> [Given records]
_ _ _ _ _

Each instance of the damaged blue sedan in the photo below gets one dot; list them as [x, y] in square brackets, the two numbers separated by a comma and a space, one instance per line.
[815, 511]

_ _ _ _ _

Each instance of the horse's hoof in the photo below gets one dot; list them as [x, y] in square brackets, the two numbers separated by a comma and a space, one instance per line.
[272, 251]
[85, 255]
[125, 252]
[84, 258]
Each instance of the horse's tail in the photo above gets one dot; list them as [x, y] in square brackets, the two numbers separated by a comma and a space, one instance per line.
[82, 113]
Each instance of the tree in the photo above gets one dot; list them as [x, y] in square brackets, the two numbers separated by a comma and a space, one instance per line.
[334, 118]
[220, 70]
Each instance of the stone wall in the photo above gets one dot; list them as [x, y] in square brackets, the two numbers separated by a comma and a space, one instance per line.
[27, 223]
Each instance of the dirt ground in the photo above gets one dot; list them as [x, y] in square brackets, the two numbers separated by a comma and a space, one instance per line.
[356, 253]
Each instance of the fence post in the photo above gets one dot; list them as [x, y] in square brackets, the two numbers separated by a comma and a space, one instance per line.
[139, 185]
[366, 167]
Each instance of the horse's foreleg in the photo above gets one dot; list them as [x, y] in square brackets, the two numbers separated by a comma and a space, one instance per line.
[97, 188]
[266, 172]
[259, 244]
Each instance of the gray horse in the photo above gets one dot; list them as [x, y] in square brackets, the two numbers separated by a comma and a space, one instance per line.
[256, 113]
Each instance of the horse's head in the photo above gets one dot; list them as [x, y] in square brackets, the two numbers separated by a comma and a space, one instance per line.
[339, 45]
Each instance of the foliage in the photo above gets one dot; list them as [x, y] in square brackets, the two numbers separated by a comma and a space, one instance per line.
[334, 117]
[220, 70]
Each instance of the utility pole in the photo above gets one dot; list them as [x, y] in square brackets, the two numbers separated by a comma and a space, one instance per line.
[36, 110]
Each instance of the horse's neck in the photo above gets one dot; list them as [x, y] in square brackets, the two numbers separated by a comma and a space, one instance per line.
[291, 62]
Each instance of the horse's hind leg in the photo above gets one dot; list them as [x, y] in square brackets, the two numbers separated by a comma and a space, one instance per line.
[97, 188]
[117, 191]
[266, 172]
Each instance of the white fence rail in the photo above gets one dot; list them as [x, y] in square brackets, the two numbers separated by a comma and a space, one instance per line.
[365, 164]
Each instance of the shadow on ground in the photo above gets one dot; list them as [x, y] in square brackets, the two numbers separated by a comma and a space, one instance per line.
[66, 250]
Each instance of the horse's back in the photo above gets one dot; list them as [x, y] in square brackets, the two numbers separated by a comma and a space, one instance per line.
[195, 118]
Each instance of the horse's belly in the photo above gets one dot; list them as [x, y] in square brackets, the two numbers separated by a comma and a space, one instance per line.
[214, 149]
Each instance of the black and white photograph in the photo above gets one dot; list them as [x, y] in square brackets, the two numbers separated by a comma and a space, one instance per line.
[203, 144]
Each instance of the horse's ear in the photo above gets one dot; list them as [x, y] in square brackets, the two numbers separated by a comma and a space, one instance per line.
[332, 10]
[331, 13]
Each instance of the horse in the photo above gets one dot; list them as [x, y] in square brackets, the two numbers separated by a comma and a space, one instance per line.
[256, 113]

_ _ _ _ _

> [Exercise directions]
Extract each line of the listing above that contains the string "below". Matching is case-sensitive.

> [Response to this task]
Each instance of the damaged blue sedan in the photo below gets one dot; list them as [x, y] in square brackets, the two numbers separated by a comma and a space, one instance per line.
Each instance of the horse's hoof in the photo below gets one dot; list them as [x, y] in square brackets, the two numbers separated by a comma and a space, one instance per line.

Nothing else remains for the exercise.